** TEXT **
Friday, 20 November 2009

Holyrood's Maintenance Costs Rise by 40%

Some say the Scottish Parliament is a handsome building and others quite the opposite. The building is 5 years old, yet £94,000 has been spent on repairing leaky roofs, £8,000 has gone on rewiring lights in the MSPs' accommodation block and £20,000 spent on treating wooden slats. It opened in 2004, 10 times over budget and three years behind schedule. About 900 construction faults were identified.

Parliament officials confirm that new bollards and concrete benches are to be installed at a cost of £1.5 million to make the building less vulnerable to terrorist attack. It follows the installation of a chicane near the vehicle entrance to parliament and turnstiles outside Queensberry House and the Canongate entrances earlier this year, at a cost of £524,000.

Holyrood officials have signed an eight year contract worth £13 million, to keep its windows and doors watertight. The contract also includes maintenance of lighting and electrical goods. The previous maintenance contract, which covered the first five years of the building cost £5.5 million.

Matthew Elliott, chief executive of the Taxpayers' Alliance, said the Holyrood building had been a black hole for taxpayers' money.

"There is no way a brand new building should need this level of maintenance and a more cost-effective option should be explored. This looks like a classic example of the public sector paying over the odds for contract work."

I can't understand why either. Such was the desperation of Donald Dewar and his luvvie friends to have this particular architect and design that all other aspects of the project were thrown out the window and now the taxpayer is left with a maintenance bill which could possible build a couple of decent sized schools or more. Astonishing.


Quiet_Man said...

tbh it looks like a 70's housing estate gone wrong, bit like the Byker Wall in Newcastle.

And they need protecting from terrorists? More likely their own people if they keep this up.

Still by voting for them you're only encouraging them ;-)

Anonymous said...

Any Architect or Surveyor will tell you that the building is costly to maintain because if its unique design - its as simple as that. This easily predicted fact should have been taken into consideration as part of Dewar's decision on whether of not to proceed with it but apparently was not. From a maintenance point of view it would have made financial sense to have avoided this type of design and opted for a traditional type building instead. As evidence of this you just have to look around Edinburgh to see beautiful traditional stone built buildings that were erected 100 years or more ago, and which have stood the test of time with very little need for external maintenance. I predict that within 10 years there will be such a clamour about ever increasing and unacceptably high maintenance and repair costs for the Scots Parliament building, the Scots government of the day will be looking to re-locate elsewhere to a traditional type building.

** RECORD EXTRACTS **
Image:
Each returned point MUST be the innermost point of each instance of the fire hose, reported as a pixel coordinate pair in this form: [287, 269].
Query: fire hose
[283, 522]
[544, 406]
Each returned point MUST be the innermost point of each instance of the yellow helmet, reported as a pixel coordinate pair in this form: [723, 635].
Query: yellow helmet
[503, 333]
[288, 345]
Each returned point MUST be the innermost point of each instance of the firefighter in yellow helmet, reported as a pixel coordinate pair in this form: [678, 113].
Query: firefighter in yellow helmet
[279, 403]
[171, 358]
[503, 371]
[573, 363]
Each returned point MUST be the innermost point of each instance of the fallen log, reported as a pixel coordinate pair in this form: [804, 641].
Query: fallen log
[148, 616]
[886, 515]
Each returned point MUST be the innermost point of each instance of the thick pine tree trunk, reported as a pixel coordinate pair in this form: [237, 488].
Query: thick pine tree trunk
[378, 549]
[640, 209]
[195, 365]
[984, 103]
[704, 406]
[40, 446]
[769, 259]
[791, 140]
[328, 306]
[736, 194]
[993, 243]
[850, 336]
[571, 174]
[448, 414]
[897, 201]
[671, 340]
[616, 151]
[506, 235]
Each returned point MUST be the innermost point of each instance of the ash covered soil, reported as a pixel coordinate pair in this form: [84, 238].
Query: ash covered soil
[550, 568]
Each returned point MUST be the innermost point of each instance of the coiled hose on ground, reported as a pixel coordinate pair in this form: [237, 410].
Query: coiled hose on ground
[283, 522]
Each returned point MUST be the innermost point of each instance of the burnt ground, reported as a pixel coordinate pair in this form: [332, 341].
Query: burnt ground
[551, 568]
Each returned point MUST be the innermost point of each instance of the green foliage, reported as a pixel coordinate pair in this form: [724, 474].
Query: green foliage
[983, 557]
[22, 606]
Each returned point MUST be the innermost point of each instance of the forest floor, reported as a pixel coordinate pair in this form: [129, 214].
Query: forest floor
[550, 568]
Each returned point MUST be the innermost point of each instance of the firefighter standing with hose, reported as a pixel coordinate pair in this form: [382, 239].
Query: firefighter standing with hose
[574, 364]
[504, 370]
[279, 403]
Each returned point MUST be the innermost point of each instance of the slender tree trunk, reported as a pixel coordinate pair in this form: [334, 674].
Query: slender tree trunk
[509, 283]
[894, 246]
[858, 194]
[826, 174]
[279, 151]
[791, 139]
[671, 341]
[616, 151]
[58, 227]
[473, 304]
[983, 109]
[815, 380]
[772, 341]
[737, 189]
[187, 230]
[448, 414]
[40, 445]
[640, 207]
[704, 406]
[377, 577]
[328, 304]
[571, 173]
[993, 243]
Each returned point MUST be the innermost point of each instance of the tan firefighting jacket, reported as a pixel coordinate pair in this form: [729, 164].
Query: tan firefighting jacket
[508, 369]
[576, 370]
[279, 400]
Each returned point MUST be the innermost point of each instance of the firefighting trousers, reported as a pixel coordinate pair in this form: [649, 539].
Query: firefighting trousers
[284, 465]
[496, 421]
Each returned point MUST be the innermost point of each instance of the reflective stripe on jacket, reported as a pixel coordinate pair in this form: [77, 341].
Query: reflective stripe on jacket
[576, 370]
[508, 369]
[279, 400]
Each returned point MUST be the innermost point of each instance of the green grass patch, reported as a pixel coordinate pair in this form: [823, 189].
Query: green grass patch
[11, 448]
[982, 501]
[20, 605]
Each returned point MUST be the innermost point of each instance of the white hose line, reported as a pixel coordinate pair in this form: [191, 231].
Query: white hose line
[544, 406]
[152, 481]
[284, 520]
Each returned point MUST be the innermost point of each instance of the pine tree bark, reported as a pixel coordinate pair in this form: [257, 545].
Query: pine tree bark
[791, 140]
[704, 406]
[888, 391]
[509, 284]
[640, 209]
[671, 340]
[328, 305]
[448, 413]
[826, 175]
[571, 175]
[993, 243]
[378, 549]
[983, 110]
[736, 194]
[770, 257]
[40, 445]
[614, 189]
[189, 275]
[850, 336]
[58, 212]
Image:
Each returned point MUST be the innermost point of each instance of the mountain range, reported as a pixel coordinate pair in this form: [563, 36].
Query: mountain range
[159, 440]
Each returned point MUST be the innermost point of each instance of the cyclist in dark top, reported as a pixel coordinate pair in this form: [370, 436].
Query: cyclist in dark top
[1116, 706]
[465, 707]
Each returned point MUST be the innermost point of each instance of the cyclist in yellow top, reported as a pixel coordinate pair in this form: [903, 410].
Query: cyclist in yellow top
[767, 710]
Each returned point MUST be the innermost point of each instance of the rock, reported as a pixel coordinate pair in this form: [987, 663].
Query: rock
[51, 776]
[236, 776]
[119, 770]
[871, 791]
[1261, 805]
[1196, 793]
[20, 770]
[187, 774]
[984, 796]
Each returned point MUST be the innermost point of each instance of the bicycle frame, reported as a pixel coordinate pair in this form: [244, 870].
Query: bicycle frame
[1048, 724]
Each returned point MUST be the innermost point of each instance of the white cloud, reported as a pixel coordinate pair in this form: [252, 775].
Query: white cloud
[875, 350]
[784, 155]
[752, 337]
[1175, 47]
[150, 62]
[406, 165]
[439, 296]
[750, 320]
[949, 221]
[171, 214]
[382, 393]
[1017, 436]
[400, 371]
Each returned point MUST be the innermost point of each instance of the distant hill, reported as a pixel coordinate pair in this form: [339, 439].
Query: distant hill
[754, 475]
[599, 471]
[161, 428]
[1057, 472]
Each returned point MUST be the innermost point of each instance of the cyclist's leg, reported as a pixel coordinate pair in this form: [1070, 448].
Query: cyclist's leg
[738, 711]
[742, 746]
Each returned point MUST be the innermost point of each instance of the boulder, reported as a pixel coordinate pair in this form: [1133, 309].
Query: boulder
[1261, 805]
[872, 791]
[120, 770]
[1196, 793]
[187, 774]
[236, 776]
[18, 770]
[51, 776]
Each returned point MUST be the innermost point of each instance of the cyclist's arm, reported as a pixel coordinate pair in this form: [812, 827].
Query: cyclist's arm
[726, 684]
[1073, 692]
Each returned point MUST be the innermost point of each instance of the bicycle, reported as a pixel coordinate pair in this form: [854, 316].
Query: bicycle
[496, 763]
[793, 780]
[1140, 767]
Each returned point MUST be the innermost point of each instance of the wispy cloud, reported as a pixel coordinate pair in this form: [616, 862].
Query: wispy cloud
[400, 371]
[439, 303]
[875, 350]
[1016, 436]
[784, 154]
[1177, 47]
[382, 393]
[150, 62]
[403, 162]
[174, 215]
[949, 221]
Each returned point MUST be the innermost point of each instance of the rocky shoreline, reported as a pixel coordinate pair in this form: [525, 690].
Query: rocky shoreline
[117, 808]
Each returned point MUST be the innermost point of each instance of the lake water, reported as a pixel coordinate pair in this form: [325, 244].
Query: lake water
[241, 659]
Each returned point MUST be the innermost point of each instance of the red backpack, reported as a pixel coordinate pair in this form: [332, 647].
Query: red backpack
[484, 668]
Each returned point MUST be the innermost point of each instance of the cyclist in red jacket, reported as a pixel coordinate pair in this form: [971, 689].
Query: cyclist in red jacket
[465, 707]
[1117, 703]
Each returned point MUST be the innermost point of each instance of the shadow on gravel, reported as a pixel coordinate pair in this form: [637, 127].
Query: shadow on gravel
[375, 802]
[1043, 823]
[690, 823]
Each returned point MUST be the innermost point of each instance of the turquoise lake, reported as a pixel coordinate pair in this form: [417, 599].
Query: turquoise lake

** TO DO **
According to the post on Holyrood's maintenance costs, what is the value of the eight-year contract to keep the building's windows and doors watertight?

** FINAL RESULT **
£13 million